Exercise
Return every line below that contains the word "green".

>> begin

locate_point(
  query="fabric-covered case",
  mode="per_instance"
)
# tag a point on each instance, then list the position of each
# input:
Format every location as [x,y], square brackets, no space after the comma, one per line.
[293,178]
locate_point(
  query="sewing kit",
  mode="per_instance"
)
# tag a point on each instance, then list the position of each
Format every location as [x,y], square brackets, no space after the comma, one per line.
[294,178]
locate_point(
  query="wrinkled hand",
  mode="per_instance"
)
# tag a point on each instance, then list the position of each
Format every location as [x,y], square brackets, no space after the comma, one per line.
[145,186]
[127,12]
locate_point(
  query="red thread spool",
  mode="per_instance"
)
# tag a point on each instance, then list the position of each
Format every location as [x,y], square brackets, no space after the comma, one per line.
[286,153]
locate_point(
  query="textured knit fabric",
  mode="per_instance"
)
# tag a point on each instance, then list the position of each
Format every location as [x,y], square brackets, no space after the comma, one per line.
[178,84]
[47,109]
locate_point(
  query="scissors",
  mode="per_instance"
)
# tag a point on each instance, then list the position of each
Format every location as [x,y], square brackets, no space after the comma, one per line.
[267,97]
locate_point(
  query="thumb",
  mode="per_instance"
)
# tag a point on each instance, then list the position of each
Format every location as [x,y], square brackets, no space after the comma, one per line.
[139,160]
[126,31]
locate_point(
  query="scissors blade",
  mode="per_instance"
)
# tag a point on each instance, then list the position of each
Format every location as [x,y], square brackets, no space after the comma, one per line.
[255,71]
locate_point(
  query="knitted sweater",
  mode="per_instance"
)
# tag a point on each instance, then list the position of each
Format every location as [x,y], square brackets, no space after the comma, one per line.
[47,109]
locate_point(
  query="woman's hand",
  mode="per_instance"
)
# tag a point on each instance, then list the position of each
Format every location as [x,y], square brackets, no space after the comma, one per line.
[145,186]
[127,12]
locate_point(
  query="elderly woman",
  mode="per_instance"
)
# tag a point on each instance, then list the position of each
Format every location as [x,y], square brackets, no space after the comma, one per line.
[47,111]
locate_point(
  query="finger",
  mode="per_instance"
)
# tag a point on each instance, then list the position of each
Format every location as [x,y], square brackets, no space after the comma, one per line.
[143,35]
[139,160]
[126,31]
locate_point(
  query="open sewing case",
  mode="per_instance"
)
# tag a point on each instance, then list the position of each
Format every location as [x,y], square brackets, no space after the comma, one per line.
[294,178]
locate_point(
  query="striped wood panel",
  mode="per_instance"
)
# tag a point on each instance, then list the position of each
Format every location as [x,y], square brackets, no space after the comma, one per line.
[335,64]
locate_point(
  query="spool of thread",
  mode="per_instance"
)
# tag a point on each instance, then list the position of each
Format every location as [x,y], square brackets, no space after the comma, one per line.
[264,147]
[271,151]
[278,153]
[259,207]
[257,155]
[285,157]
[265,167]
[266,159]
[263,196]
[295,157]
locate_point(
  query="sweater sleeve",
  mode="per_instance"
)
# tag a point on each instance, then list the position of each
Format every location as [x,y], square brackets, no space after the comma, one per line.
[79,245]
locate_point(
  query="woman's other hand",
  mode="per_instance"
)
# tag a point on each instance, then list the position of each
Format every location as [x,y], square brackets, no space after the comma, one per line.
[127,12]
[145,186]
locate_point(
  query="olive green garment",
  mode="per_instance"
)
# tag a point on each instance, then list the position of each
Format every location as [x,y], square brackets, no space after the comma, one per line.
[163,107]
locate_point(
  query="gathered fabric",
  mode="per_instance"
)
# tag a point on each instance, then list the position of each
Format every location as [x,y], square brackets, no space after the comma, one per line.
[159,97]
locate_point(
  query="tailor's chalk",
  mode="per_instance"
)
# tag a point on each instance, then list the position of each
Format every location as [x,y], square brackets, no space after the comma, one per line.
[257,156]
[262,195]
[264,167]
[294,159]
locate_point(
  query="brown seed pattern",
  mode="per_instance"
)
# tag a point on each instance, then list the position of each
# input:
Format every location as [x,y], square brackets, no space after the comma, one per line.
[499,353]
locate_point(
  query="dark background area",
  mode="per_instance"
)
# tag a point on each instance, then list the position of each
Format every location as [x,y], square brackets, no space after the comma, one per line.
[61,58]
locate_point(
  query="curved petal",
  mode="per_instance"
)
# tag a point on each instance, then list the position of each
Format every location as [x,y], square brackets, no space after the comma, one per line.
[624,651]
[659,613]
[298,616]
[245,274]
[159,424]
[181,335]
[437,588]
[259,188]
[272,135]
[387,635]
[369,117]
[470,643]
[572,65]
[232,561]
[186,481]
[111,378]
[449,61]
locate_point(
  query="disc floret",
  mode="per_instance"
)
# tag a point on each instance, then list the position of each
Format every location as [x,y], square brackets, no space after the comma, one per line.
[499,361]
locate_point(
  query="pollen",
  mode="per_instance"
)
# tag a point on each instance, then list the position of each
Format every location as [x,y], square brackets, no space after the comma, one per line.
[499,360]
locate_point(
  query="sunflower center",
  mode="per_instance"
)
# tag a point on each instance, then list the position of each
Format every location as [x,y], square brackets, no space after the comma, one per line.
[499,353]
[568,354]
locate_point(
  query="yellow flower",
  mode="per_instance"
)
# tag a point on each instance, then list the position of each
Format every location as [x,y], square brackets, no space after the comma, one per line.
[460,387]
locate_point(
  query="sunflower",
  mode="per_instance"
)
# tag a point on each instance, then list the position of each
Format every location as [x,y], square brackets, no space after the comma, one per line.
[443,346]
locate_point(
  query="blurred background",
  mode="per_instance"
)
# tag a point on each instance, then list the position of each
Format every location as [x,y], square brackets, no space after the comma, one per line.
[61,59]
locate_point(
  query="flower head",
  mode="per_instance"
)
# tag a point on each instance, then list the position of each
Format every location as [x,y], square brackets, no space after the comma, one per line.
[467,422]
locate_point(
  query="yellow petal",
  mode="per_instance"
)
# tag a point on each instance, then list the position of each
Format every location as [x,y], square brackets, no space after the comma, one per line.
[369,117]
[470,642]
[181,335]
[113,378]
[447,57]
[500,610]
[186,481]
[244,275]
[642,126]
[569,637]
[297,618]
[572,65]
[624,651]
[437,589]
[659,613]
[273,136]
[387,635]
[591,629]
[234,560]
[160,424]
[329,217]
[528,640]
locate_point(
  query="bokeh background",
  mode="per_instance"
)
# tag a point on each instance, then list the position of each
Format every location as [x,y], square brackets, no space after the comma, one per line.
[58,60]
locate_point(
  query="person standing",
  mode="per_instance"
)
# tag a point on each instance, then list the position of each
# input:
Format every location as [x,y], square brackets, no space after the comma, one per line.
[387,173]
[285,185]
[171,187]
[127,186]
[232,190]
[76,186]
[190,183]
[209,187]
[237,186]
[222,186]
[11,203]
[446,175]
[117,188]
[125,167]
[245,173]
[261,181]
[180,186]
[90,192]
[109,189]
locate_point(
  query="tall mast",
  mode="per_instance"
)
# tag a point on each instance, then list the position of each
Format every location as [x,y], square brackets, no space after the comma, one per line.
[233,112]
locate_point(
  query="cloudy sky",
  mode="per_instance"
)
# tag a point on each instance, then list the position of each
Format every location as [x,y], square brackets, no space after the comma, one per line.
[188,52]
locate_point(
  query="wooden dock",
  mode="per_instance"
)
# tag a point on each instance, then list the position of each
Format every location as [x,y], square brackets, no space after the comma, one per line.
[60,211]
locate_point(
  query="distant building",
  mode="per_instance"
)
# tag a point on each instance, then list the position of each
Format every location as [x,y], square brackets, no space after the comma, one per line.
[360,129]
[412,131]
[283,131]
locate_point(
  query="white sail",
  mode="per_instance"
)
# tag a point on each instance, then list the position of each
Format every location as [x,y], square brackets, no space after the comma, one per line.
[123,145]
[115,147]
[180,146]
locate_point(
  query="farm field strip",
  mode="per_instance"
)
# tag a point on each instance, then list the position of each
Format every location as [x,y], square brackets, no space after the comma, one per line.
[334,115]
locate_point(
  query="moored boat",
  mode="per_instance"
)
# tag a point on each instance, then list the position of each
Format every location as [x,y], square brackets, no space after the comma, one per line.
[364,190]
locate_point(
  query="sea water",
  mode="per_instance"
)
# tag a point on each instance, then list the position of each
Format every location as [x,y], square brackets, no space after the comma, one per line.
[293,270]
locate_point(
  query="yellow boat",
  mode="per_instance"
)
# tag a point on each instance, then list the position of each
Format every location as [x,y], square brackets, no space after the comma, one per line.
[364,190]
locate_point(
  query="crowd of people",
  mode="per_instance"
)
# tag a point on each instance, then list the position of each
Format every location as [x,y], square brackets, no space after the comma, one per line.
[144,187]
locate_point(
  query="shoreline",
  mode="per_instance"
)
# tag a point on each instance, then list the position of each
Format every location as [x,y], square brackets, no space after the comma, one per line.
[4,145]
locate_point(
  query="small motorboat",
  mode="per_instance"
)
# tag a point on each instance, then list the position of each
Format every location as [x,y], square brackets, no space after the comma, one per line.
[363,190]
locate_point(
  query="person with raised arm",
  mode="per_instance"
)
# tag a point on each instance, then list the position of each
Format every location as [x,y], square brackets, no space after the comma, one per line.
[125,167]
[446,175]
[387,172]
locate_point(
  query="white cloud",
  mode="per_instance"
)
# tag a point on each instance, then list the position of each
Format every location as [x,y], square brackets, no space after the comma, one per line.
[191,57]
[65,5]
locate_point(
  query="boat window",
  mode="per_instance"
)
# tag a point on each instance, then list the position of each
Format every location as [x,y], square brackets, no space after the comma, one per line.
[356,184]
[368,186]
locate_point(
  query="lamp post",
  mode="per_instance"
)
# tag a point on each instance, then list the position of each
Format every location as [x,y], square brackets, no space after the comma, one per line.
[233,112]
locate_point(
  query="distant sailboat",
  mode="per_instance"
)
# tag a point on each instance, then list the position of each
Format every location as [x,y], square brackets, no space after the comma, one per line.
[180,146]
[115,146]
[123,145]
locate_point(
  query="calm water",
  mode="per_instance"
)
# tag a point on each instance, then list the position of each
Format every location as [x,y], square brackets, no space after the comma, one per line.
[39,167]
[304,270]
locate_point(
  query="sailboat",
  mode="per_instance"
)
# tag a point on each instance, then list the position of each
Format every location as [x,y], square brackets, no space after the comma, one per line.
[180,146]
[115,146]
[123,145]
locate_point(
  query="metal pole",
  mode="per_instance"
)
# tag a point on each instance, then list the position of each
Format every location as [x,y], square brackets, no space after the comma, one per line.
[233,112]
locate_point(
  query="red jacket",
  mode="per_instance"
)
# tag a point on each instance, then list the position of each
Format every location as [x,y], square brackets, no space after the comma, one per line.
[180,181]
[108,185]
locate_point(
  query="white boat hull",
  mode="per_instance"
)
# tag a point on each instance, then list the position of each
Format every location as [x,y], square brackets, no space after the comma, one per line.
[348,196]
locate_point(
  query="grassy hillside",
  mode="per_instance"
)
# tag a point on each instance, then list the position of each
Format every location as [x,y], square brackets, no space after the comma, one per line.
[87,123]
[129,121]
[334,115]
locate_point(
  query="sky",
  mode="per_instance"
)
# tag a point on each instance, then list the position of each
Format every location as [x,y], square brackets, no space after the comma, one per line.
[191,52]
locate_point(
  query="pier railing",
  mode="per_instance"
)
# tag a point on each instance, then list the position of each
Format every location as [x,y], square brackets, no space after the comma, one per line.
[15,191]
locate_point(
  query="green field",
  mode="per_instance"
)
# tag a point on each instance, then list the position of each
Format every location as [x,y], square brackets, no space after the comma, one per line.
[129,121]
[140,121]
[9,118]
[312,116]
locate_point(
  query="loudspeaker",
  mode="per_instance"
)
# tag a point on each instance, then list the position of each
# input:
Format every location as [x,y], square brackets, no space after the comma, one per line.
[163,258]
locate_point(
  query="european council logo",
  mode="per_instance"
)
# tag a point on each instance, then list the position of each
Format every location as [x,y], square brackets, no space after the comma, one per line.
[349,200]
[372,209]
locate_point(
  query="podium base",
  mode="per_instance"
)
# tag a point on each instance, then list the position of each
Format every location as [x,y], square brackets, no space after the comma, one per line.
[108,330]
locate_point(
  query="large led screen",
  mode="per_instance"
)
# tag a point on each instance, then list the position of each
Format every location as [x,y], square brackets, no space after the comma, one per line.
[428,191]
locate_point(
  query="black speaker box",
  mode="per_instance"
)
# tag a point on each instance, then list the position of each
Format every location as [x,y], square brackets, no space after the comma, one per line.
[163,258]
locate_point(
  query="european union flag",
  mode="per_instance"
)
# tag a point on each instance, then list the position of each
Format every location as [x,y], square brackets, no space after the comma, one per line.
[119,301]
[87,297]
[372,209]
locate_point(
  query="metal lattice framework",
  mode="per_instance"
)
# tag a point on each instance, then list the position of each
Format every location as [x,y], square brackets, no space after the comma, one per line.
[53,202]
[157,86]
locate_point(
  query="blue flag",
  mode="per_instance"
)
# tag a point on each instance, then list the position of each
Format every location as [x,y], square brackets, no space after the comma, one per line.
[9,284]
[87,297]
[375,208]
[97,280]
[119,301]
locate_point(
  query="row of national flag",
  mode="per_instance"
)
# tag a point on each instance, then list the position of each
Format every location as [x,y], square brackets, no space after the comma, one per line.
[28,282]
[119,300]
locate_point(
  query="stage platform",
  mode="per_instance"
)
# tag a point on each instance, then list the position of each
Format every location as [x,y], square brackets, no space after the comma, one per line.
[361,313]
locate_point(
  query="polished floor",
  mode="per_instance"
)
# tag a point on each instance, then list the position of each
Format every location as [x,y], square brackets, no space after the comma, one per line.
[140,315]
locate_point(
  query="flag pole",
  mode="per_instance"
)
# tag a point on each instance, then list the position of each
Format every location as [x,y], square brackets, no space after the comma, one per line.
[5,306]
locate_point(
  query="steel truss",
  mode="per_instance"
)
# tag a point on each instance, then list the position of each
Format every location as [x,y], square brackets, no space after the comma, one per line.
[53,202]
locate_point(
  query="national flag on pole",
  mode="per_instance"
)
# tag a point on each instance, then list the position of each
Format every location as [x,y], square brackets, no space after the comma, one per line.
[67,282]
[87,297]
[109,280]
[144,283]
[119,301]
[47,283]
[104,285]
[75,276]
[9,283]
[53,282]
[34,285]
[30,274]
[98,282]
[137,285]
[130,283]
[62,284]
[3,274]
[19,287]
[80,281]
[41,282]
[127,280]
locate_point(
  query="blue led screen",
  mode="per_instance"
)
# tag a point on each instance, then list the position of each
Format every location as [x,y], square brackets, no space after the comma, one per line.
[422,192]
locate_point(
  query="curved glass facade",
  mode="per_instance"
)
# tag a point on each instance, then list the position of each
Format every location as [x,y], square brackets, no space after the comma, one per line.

>> end

Written answer
  query="olive green garment",
  query="green field",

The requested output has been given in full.